Requirement: Repeat the listing exactly, line by line, and leave the pictures behind.

Data in this exercise:
***
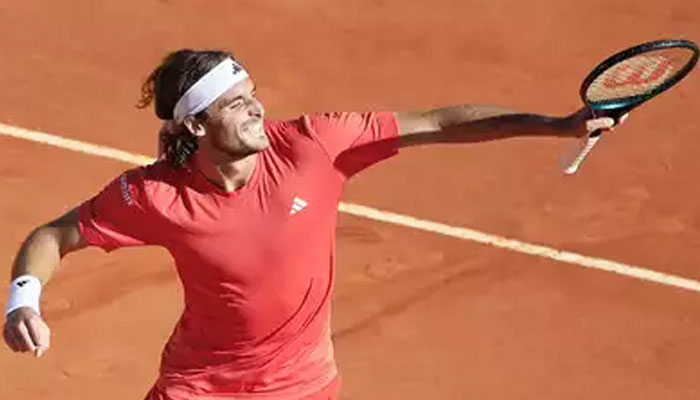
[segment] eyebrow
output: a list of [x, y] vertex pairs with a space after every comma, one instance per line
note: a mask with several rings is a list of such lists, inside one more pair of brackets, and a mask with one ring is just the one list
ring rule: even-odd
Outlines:
[[[255, 92], [257, 92], [257, 90], [258, 90], [258, 85], [254, 85], [254, 86], [253, 86], [253, 89], [252, 89], [250, 92], [251, 92], [251, 93], [255, 93]], [[229, 104], [231, 104], [231, 103], [233, 103], [233, 102], [235, 102], [235, 101], [237, 101], [237, 100], [240, 100], [240, 99], [242, 99], [242, 98], [243, 98], [243, 95], [236, 96], [236, 97], [234, 97], [234, 98], [232, 98], [232, 99], [230, 99], [230, 100], [225, 101], [223, 104], [221, 104], [221, 107], [226, 107], [226, 106], [228, 106]]]

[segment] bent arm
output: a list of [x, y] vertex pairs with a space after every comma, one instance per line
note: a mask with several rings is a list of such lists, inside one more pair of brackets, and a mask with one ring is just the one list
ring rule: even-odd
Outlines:
[[[86, 246], [78, 227], [78, 211], [73, 209], [32, 231], [15, 257], [11, 281], [31, 275], [44, 284], [51, 279], [63, 256]], [[10, 350], [30, 351], [41, 357], [50, 347], [51, 330], [39, 315], [41, 288], [30, 282], [32, 280], [13, 282], [12, 287], [17, 291], [11, 289], [10, 292], [3, 338]]]
[[74, 208], [29, 234], [15, 257], [11, 280], [32, 275], [45, 284], [58, 268], [61, 258], [86, 246], [78, 227], [78, 209]]

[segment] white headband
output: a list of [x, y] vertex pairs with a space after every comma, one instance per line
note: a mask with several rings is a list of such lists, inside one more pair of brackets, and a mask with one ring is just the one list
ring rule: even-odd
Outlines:
[[248, 73], [232, 59], [227, 58], [220, 62], [180, 97], [173, 110], [175, 121], [181, 123], [186, 117], [204, 110], [233, 85], [247, 77]]

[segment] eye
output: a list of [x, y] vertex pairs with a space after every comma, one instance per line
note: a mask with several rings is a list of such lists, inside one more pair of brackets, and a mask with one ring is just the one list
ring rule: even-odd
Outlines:
[[234, 100], [229, 104], [229, 108], [240, 108], [243, 105], [243, 99]]

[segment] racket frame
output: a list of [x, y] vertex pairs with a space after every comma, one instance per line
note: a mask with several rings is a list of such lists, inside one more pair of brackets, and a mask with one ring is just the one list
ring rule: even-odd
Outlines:
[[[595, 81], [601, 74], [603, 74], [606, 70], [608, 70], [610, 67], [614, 66], [615, 64], [624, 61], [628, 58], [632, 58], [634, 56], [638, 56], [640, 54], [644, 53], [649, 53], [651, 51], [655, 50], [662, 50], [662, 49], [667, 49], [667, 48], [685, 48], [689, 49], [693, 52], [693, 55], [691, 56], [690, 60], [676, 72], [671, 78], [669, 78], [666, 82], [664, 82], [663, 85], [659, 85], [658, 87], [654, 88], [653, 90], [649, 91], [648, 93], [645, 93], [643, 95], [636, 95], [636, 96], [627, 96], [619, 99], [610, 99], [610, 100], [601, 100], [601, 101], [589, 101], [586, 99], [586, 91], [588, 90], [588, 87]], [[684, 40], [684, 39], [663, 39], [663, 40], [656, 40], [653, 42], [647, 42], [643, 43], [634, 47], [630, 47], [626, 50], [623, 50], [617, 54], [614, 54], [610, 57], [608, 57], [605, 61], [601, 62], [598, 64], [597, 67], [591, 71], [590, 74], [586, 77], [586, 79], [583, 80], [583, 83], [581, 84], [581, 89], [580, 89], [580, 95], [581, 99], [586, 103], [588, 107], [590, 107], [593, 110], [621, 110], [624, 109], [625, 112], [629, 112], [632, 108], [637, 107], [638, 105], [644, 103], [645, 101], [651, 99], [652, 97], [655, 97], [656, 95], [660, 94], [661, 92], [664, 92], [668, 90], [671, 86], [675, 85], [676, 83], [680, 82], [683, 78], [686, 77], [692, 71], [692, 69], [695, 67], [695, 65], [698, 62], [698, 57], [700, 56], [700, 49], [698, 49], [698, 46], [689, 41], [689, 40]], [[622, 113], [624, 114], [624, 112]]]
[[[615, 64], [624, 61], [628, 58], [638, 56], [640, 54], [667, 48], [689, 49], [693, 52], [693, 55], [691, 56], [690, 60], [688, 60], [688, 62], [683, 66], [683, 68], [678, 70], [671, 78], [664, 82], [664, 84], [659, 85], [658, 87], [650, 90], [648, 93], [642, 95], [627, 96], [618, 99], [601, 101], [589, 101], [586, 98], [586, 92], [588, 91], [589, 86], [601, 74], [603, 74]], [[658, 94], [670, 89], [671, 86], [675, 85], [676, 83], [680, 82], [683, 78], [685, 78], [686, 75], [688, 75], [697, 64], [698, 57], [700, 57], [700, 49], [698, 49], [698, 46], [695, 43], [684, 39], [655, 40], [652, 42], [642, 43], [640, 45], [630, 47], [608, 57], [603, 62], [598, 64], [598, 66], [595, 67], [593, 71], [591, 71], [588, 74], [588, 76], [583, 80], [583, 83], [581, 84], [581, 89], [579, 91], [581, 99], [586, 104], [586, 106], [590, 108], [591, 113], [594, 116], [596, 111], [607, 111], [607, 115], [609, 115], [611, 118], [614, 118], [615, 123], [617, 124], [621, 116], [630, 112], [632, 109], [640, 106], [647, 100], [650, 100]], [[566, 166], [566, 168], [564, 169], [564, 173], [571, 175], [578, 171], [578, 168], [583, 162], [583, 160], [586, 158], [586, 156], [588, 156], [588, 154], [590, 154], [591, 150], [593, 150], [593, 147], [600, 140], [600, 136], [602, 133], [602, 129], [596, 129], [595, 131], [588, 134], [588, 136], [586, 137], [585, 144], [579, 151], [578, 155], [573, 159], [573, 161], [571, 161], [571, 163], [568, 166]]]

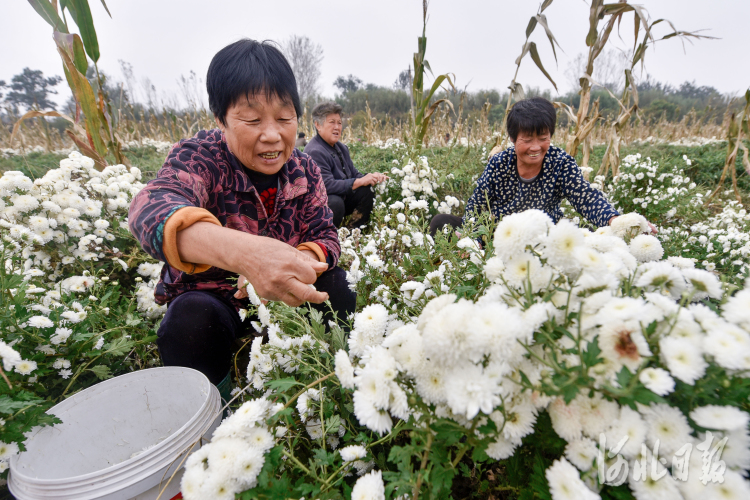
***
Answer box:
[segment] eyebrow
output: a list of [x, y] vertex pairs with a space after every comma, one instance per line
note: a mask with several rings is a list of such lists, inside one more pair of brackets, and a mask with one ring is just the one list
ring rule: even-odd
Outlines:
[[[255, 92], [257, 92], [257, 90], [258, 90], [258, 85], [254, 85], [254, 86], [253, 86], [253, 89], [252, 89], [250, 92], [251, 92], [251, 93], [255, 93]], [[229, 104], [231, 104], [231, 103], [233, 103], [233, 102], [235, 102], [235, 101], [237, 101], [237, 100], [240, 100], [240, 99], [242, 99], [242, 98], [243, 98], [243, 95], [236, 96], [236, 97], [234, 97], [234, 98], [232, 98], [232, 99], [230, 99], [230, 100], [225, 101], [223, 104], [221, 104], [221, 107], [226, 107], [226, 106], [228, 106]]]

[segment] bent arm
output: a list of [x, y] vertex pairs with a space after every comma, one instance per line
note: a mask with several rings is a list of such lists, inside one more pair of brackets, and a mask with one ring is just the one list
ring rule: even-odd
Outlines:
[[[86, 246], [78, 227], [78, 211], [73, 209], [32, 231], [15, 257], [11, 281], [31, 275], [44, 284], [51, 279], [63, 256]], [[10, 350], [30, 351], [41, 357], [50, 347], [51, 330], [39, 315], [41, 288], [30, 282], [32, 280], [13, 282], [12, 287], [17, 291], [11, 289], [10, 292], [3, 338]]]
[[74, 208], [29, 234], [15, 257], [11, 280], [32, 275], [45, 284], [58, 268], [61, 258], [86, 246], [78, 227], [78, 209]]

[segment] white headband
output: a list of [x, y] vertex pairs with a space after every comma, one instance per line
note: a mask with several rings is a list of such lists, inside one more pair of brackets, and a mask with one ring is just the one list
ring rule: even-odd
Outlines:
[[248, 73], [232, 59], [227, 58], [220, 62], [180, 97], [173, 110], [175, 121], [181, 123], [186, 117], [204, 110], [233, 85], [247, 77]]

[segment] eye
output: a list of [x, y] vertex pairs with a space after every comma, one instance per line
note: a mask with several rings is a list of such lists, inside one more pair of brackets, and a mask with one ring is just the one list
ring rule: even-odd
Outlines:
[[234, 100], [229, 104], [229, 108], [240, 108], [243, 105], [243, 99]]

[segment] racket frame
output: a list of [x, y] vertex pairs with a space after every comma, one instance per line
note: a mask with several rings is a list of such lists, inside one more pair of brackets, and a mask with one ring is just the one list
ring rule: even-odd
Outlines:
[[[595, 81], [601, 74], [603, 74], [606, 70], [608, 70], [610, 67], [614, 66], [615, 64], [624, 61], [628, 58], [632, 58], [634, 56], [638, 56], [640, 54], [644, 53], [649, 53], [651, 51], [655, 50], [662, 50], [662, 49], [667, 49], [667, 48], [685, 48], [689, 49], [693, 52], [693, 55], [691, 56], [690, 60], [676, 72], [671, 78], [669, 78], [666, 82], [664, 82], [663, 85], [659, 85], [658, 87], [654, 88], [653, 90], [649, 91], [648, 93], [645, 93], [643, 95], [636, 95], [636, 96], [627, 96], [619, 99], [610, 99], [610, 100], [601, 100], [601, 101], [589, 101], [586, 99], [586, 91], [588, 90], [588, 87]], [[684, 40], [684, 39], [663, 39], [663, 40], [656, 40], [653, 42], [647, 42], [643, 43], [634, 47], [630, 47], [626, 50], [623, 50], [617, 54], [614, 54], [610, 57], [608, 57], [605, 61], [601, 62], [598, 64], [597, 67], [591, 71], [590, 74], [586, 77], [586, 79], [583, 80], [583, 83], [581, 84], [581, 89], [580, 89], [580, 95], [581, 99], [586, 103], [588, 107], [590, 107], [593, 110], [621, 110], [624, 109], [625, 112], [629, 112], [632, 108], [637, 107], [638, 105], [644, 103], [645, 101], [651, 99], [652, 97], [655, 97], [656, 95], [660, 94], [661, 92], [664, 92], [668, 90], [671, 86], [675, 85], [676, 83], [680, 82], [683, 78], [686, 77], [692, 71], [692, 69], [695, 67], [695, 65], [698, 62], [698, 57], [700, 56], [700, 49], [698, 49], [698, 46], [689, 41], [689, 40]], [[622, 113], [624, 114], [624, 112]]]
[[[615, 64], [624, 61], [628, 58], [638, 56], [640, 54], [667, 48], [689, 49], [693, 52], [693, 55], [691, 56], [690, 60], [688, 60], [688, 62], [683, 66], [683, 68], [678, 70], [671, 78], [664, 82], [664, 84], [659, 85], [658, 87], [650, 90], [648, 93], [642, 95], [627, 96], [618, 99], [601, 101], [589, 101], [586, 98], [586, 92], [588, 91], [589, 86], [601, 74], [603, 74]], [[658, 94], [670, 89], [671, 86], [675, 85], [676, 83], [680, 82], [683, 78], [685, 78], [686, 75], [688, 75], [697, 64], [698, 57], [700, 57], [700, 49], [698, 49], [698, 46], [695, 43], [684, 39], [655, 40], [652, 42], [642, 43], [640, 45], [630, 47], [608, 57], [603, 62], [598, 64], [598, 66], [595, 67], [593, 71], [591, 71], [588, 74], [588, 76], [583, 80], [583, 83], [581, 84], [581, 89], [579, 91], [581, 99], [586, 104], [586, 106], [590, 108], [591, 113], [594, 116], [596, 111], [607, 111], [607, 115], [609, 115], [611, 118], [614, 118], [615, 123], [617, 124], [621, 116], [630, 112], [632, 109], [640, 106], [647, 100], [650, 100]], [[566, 166], [566, 168], [564, 169], [564, 173], [571, 175], [578, 171], [578, 168], [583, 162], [583, 160], [586, 158], [586, 156], [588, 156], [588, 154], [590, 154], [591, 150], [593, 150], [593, 147], [600, 140], [600, 136], [602, 133], [602, 129], [596, 129], [595, 131], [588, 134], [588, 136], [586, 137], [585, 144], [579, 151], [578, 155], [573, 159], [573, 161], [571, 161], [571, 163], [568, 166]]]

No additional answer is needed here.